Stated goal » Convert every line of the data below into a JSON list of strings, one string per line, and leave out any blank lines.

Given records »
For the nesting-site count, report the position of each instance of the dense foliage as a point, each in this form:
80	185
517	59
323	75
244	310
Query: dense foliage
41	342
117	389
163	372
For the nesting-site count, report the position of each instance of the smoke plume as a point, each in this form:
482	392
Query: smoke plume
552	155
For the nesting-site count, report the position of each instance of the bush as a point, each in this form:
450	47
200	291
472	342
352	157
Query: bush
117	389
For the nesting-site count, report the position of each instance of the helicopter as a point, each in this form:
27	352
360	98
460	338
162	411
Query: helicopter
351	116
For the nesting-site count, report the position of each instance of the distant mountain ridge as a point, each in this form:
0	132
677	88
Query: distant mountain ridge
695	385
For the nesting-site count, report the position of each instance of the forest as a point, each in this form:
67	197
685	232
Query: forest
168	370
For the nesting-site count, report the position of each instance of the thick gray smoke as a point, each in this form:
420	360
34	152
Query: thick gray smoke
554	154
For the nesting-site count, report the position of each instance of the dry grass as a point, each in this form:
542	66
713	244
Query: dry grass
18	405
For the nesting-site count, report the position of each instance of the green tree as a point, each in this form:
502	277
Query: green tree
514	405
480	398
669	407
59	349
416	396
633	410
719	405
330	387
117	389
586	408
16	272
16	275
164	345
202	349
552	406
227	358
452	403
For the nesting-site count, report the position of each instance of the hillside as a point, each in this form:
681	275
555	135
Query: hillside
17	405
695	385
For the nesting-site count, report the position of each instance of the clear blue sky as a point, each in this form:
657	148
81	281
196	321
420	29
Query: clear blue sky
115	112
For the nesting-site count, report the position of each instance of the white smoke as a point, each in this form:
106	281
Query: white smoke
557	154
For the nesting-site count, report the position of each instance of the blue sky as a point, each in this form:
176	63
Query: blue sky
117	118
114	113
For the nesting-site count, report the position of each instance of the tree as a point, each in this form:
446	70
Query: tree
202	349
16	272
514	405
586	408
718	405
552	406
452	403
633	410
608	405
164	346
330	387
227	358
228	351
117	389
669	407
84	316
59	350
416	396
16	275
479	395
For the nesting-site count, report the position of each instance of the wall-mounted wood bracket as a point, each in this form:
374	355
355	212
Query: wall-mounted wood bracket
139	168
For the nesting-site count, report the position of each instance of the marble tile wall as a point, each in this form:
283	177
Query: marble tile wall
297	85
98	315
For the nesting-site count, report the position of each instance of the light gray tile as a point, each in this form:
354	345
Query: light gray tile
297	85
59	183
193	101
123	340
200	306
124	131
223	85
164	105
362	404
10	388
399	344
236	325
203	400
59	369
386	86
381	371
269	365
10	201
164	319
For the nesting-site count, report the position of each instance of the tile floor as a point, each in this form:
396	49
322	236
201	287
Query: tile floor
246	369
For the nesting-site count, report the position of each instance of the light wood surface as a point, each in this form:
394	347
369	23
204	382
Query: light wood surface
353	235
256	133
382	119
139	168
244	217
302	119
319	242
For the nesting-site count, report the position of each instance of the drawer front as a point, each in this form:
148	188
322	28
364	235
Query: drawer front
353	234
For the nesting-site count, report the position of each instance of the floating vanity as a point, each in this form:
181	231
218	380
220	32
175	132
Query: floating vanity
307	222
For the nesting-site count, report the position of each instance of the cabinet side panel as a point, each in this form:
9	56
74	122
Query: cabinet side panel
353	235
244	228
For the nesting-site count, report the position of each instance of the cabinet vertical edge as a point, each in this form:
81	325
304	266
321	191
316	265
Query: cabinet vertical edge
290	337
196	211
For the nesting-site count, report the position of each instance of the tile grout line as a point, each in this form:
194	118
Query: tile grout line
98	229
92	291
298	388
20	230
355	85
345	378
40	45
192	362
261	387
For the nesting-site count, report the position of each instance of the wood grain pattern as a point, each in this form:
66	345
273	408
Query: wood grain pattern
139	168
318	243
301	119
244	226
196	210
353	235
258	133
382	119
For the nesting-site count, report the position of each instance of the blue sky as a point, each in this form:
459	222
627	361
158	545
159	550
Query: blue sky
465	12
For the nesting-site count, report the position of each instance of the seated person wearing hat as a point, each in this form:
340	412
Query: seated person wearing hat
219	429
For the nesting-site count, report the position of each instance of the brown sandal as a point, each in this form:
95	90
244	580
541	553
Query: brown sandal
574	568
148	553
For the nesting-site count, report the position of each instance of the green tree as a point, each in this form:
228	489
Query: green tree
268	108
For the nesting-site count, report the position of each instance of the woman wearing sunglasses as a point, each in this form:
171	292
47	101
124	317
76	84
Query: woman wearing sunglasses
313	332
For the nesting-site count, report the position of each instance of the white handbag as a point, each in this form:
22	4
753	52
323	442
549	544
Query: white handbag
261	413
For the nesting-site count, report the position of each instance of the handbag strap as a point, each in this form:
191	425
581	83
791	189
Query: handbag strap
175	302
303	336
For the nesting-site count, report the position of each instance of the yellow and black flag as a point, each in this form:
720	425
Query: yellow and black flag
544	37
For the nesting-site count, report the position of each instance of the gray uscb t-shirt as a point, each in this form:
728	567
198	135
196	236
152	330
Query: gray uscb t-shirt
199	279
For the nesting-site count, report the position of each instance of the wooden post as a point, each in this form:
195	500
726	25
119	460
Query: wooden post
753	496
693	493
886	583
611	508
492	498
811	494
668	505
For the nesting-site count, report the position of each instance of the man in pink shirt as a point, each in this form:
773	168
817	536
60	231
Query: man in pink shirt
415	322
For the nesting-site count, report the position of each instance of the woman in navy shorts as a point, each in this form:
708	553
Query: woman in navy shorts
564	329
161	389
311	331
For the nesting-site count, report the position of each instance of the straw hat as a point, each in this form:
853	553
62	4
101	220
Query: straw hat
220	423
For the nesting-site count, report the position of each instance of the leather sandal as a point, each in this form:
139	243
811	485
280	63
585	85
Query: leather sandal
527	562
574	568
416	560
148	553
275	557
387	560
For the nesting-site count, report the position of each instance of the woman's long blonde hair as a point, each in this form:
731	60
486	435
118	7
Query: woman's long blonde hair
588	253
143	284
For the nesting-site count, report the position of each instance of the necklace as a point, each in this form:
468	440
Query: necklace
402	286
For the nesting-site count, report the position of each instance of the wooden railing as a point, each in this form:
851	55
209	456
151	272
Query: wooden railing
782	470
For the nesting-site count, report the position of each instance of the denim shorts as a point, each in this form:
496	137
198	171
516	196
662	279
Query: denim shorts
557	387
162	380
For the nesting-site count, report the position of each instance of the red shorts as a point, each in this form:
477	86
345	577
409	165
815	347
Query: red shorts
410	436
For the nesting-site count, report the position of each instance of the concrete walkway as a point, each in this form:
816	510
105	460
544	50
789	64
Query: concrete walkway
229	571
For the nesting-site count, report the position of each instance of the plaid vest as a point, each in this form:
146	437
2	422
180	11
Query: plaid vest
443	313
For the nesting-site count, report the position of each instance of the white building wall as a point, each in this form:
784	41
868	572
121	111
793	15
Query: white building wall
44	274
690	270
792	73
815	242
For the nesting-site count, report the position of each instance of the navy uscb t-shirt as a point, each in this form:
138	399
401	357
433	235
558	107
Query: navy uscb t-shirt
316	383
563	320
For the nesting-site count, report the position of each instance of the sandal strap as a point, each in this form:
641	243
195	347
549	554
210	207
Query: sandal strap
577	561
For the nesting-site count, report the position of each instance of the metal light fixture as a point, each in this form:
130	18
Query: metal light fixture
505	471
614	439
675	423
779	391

Written solution »
[
  "For the nesting-site count, report the position of each instance of the dense foliage as a point, each in this form:",
  "80\t185",
  "517\t59",
  "323\t75",
  "244\t310",
  "Query: dense foliage",
  "41\t342",
  "117\t389",
  "163\t372",
  "For the nesting-site count, report the position of each instance of the smoke plume as a point, each in this form:",
  "482\t392",
  "Query: smoke plume",
  "552\t155",
  "For the nesting-site count, report the position of each instance of the bush as a point, each in this form:",
  "450\t47",
  "200\t291",
  "472\t342",
  "352\t157",
  "Query: bush",
  "117\t389",
  "For the nesting-site count, report the position of each instance of the helicopter as a point, each in this form:",
  "27\t352",
  "360\t98",
  "460\t338",
  "162\t411",
  "Query: helicopter",
  "351\t116",
  "For the nesting-site count, report the position of each instance of the distant mountain ridge as a point, each in this form:",
  "0\t132",
  "677\t88",
  "Query: distant mountain ridge",
  "695\t385",
  "For the nesting-site count, report the position of each instance of the forest as a point, each in this form:",
  "67\t197",
  "685\t232",
  "Query: forest",
  "168\t370",
  "For the nesting-site count, report the position of each instance of the thick gray smoke as a point, each in this form:",
  "420\t360",
  "34\t152",
  "Query: thick gray smoke",
  "554\t154",
  "For the nesting-site count, report the position of each instance of the dry grass as a point, each in this form:",
  "542\t66",
  "713\t244",
  "Query: dry grass",
  "18\t405",
  "For the nesting-site count, report the position of each instance of the green tree as a point, each in this form:",
  "502\t277",
  "Query: green tree",
  "514\t405",
  "480\t398",
  "669\t407",
  "59\t349",
  "416\t396",
  "633\t410",
  "719\t405",
  "330\t387",
  "117\t389",
  "586\t408",
  "16\t272",
  "16\t275",
  "164\t345",
  "202\t349",
  "552\t406",
  "227\t358",
  "452\t403",
  "For the nesting-site count, report the position of each instance of the hillside as a point, each in this form:",
  "681\t275",
  "555\t135",
  "Query: hillside",
  "17\t405",
  "695\t385",
  "For the nesting-site count, report the position of each instance of the clear blue sky as a point, each in this form:",
  "657\t148",
  "81\t281",
  "196\t321",
  "420\t29",
  "Query: clear blue sky",
  "115\t112",
  "For the nesting-site count, report the position of each instance of the white smoke as a point, each in this form:",
  "106\t281",
  "Query: white smoke",
  "557\t154",
  "For the nesting-site count, report the position of each instance of the blue sky as a point, each in this form:",
  "176\t63",
  "Query: blue sky",
  "117\t118",
  "114\t113",
  "For the nesting-site count, report the position of each instance of the tree as a point, each in this form:",
  "446\t70",
  "Query: tree",
  "202\t349",
  "16\t272",
  "514\t405",
  "586\t408",
  "718\t405",
  "552\t406",
  "452\t403",
  "633\t410",
  "608\t405",
  "164\t346",
  "330\t387",
  "227\t358",
  "228\t351",
  "117\t389",
  "669\t407",
  "84\t316",
  "59\t350",
  "416\t396",
  "16\t275",
  "479\t395",
  "For the nesting-site count, report the position of each instance of the wall-mounted wood bracket as a point, each in this form:",
  "374\t355",
  "355\t212",
  "Query: wall-mounted wood bracket",
  "139\t168",
  "For the nesting-site count, report the position of each instance of the marble tile wall as a point, each in this form:",
  "283\t177",
  "Query: marble tile wall",
  "297\t85",
  "98\t315",
  "For the nesting-site count, report the position of each instance of the light gray tile as a point, each in this form:",
  "354\t345",
  "Query: light gray tile",
  "297\t85",
  "59\t183",
  "193\t101",
  "123\t340",
  "200\t306",
  "124\t131",
  "223\t85",
  "164\t105",
  "362\t404",
  "10\t388",
  "399\t344",
  "236\t325",
  "203\t400",
  "59\t369",
  "386\t86",
  "381\t371",
  "269\t365",
  "10\t201",
  "164\t319",
  "For the nesting-site count, report the position of each instance of the tile floor as a point, each in this form:",
  "396\t49",
  "322\t236",
  "201\t287",
  "Query: tile floor",
  "246\t369",
  "For the nesting-site count, report the position of each instance of the light wood surface as a point, each in this form:",
  "394\t347",
  "369\t23",
  "204\t382",
  "Query: light wood surface",
  "353\t235",
  "256\t133",
  "382\t119",
  "139\t168",
  "244\t217",
  "302\t119",
  "319\t242",
  "For the nesting-site count, report the position of each instance of the drawer front as a point, each in this form:",
  "148\t188",
  "322\t28",
  "364\t235",
  "Query: drawer front",
  "353\t234",
  "For the nesting-site count, report the position of each instance of the floating vanity as a point, each in this form:",
  "181\t231",
  "218\t380",
  "220\t32",
  "175\t132",
  "Query: floating vanity",
  "307\t222",
  "For the nesting-site count, report the position of each instance of the cabinet side panel as a point, each in this form:",
  "9\t56",
  "74\t122",
  "Query: cabinet side panel",
  "353\t235",
  "244\t228",
  "For the nesting-site count, report the position of each instance of the cabinet vertical edge as a point, each in this form:",
  "81\t325",
  "304\t266",
  "321\t191",
  "316\t265",
  "Query: cabinet vertical edge",
  "290\t337",
  "196\t211",
  "For the nesting-site count, report the position of each instance of the tile grout line as a point, each in this form:",
  "194\t118",
  "Query: tile grout line",
  "98\t229",
  "92\t291",
  "298\t388",
  "20\t230",
  "355\t85",
  "345\t378",
  "40\t45",
  "192\t362",
  "261\t387",
  "For the nesting-site count, report the position of each instance of the wood grain pattern as a point, each in this form:",
  "66\t345",
  "273\t408",
  "Query: wood grain pattern",
  "139\t168",
  "318\t243",
  "301\t119",
  "244\t226",
  "196\t210",
  "353\t235",
  "258\t133",
  "382\t119",
  "For the nesting-site count, report the position of each instance of the blue sky as a point, each in this form:",
  "459\t222",
  "627\t361",
  "158\t545",
  "159\t550",
  "Query: blue sky",
  "465\t12",
  "For the nesting-site count, report the position of each instance of the seated person wearing hat as a point, each in this form:",
  "340\t412",
  "Query: seated person wearing hat",
  "219\t429",
  "For the nesting-site count, report the position of each instance of the brown sandal as a point, each in this form:",
  "95\t90",
  "244\t580",
  "541\t553",
  "Query: brown sandal",
  "574\t568",
  "148\t553",
  "For the nesting-site count, report the position of each instance of the green tree as a point, each in this form:",
  "228\t489",
  "Query: green tree",
  "268\t108",
  "For the nesting-site count, report the position of each instance of the woman wearing sunglasses as a point, each in this form:",
  "171\t292",
  "47\t101",
  "124\t317",
  "76\t84",
  "Query: woman wearing sunglasses",
  "313\t332",
  "For the nesting-site count, report the position of each instance of the white handbag as a point, each in this form:",
  "22\t4",
  "753\t52",
  "323\t442",
  "549\t544",
  "Query: white handbag",
  "261\t413",
  "For the nesting-site count, report the position of each instance of the handbag strap as a point, each in this form:",
  "191\t425",
  "581\t83",
  "791\t189",
  "Query: handbag strap",
  "175\t302",
  "303\t336",
  "For the nesting-site count, report the position of each instance of the yellow and black flag as a point, each in this form:",
  "720\t425",
  "Query: yellow and black flag",
  "544\t37",
  "For the nesting-site count, report the position of each instance of the gray uscb t-shirt as a point, each in this form:",
  "728\t567",
  "198\t135",
  "196\t236",
  "152\t330",
  "Query: gray uscb t-shirt",
  "199\t279",
  "For the nesting-site count, report the position of each instance of the wooden post as a point, each in this form:",
  "195\t500",
  "726\t25",
  "119\t460",
  "Query: wooden post",
  "753\t496",
  "693\t493",
  "886\t583",
  "611\t508",
  "492\t498",
  "811\t494",
  "668\t505",
  "For the nesting-site count, report the position of each instance of the man in pink shirt as a point, each in this form:",
  "773\t168",
  "817\t536",
  "60\t231",
  "Query: man in pink shirt",
  "415\t322",
  "For the nesting-site count, report the position of each instance of the woman in navy shorts as a point, each in this form:",
  "708\t553",
  "Query: woman in navy shorts",
  "564\t329",
  "161\t389",
  "311\t331",
  "For the nesting-site count, report the position of each instance of the straw hat as a point, each in this form:",
  "853\t553",
  "62\t4",
  "101\t220",
  "Query: straw hat",
  "220\t423",
  "For the nesting-site count, report the position of each instance of the leather sandal as a point, each in this form:",
  "139\t243",
  "811\t485",
  "280\t63",
  "585\t85",
  "Query: leather sandal",
  "527\t562",
  "574\t568",
  "416\t560",
  "148\t553",
  "275\t557",
  "387\t560",
  "For the nesting-site count, report the position of each instance of the woman's long blonde hair as a point, each in this form:",
  "731\t60",
  "486\t435",
  "118\t7",
  "Query: woman's long blonde hair",
  "588\t253",
  "143\t284",
  "For the nesting-site count, report the position of each instance of the necklace as a point, each in this form:",
  "468\t440",
  "Query: necklace",
  "402\t286",
  "For the nesting-site count, report the position of each instance of the wooden railing as a point, each in this form:",
  "851\t55",
  "209\t456",
  "151\t272",
  "Query: wooden railing",
  "782\t470",
  "For the nesting-site count, report the position of each instance of the denim shorts as a point, each in this form:",
  "496\t137",
  "198\t171",
  "516\t196",
  "662\t279",
  "Query: denim shorts",
  "557\t387",
  "162\t380",
  "For the nesting-site count, report the position of each instance of the red shorts as a point, each in this form:",
  "477\t86",
  "345\t577",
  "409\t165",
  "815\t347",
  "Query: red shorts",
  "410\t436",
  "For the nesting-site count, report the position of each instance of the concrete walkway as a point, each in this form:",
  "816\t510",
  "105\t460",
  "544\t50",
  "789\t64",
  "Query: concrete walkway",
  "229\t571",
  "For the nesting-site count, report the position of each instance of the plaid vest as a point, each in this form:",
  "146\t437",
  "2\t422",
  "180\t11",
  "Query: plaid vest",
  "443\t313",
  "For the nesting-site count, report the position of each instance of the white building wall as a point, each in this form:",
  "784\t41",
  "868\t572",
  "121\t111",
  "793\t15",
  "Query: white building wall",
  "44\t274",
  "690\t270",
  "792\t73",
  "815\t242",
  "For the nesting-site count, report the position of each instance of the navy uscb t-shirt as a point, each in this form:",
  "138\t399",
  "401\t357",
  "433\t235",
  "558\t107",
  "Query: navy uscb t-shirt",
  "316\t383",
  "563\t320",
  "For the nesting-site count, report the position of each instance of the sandal strap as a point, each in this form:",
  "641\t243",
  "195\t347",
  "549\t554",
  "210\t207",
  "Query: sandal strap",
  "577\t561",
  "For the nesting-site count, report the position of each instance of the metal light fixture as a point, each in this form:",
  "130\t18",
  "Query: metal light fixture",
  "505\t471",
  "614\t439",
  "675\t423",
  "779\t391"
]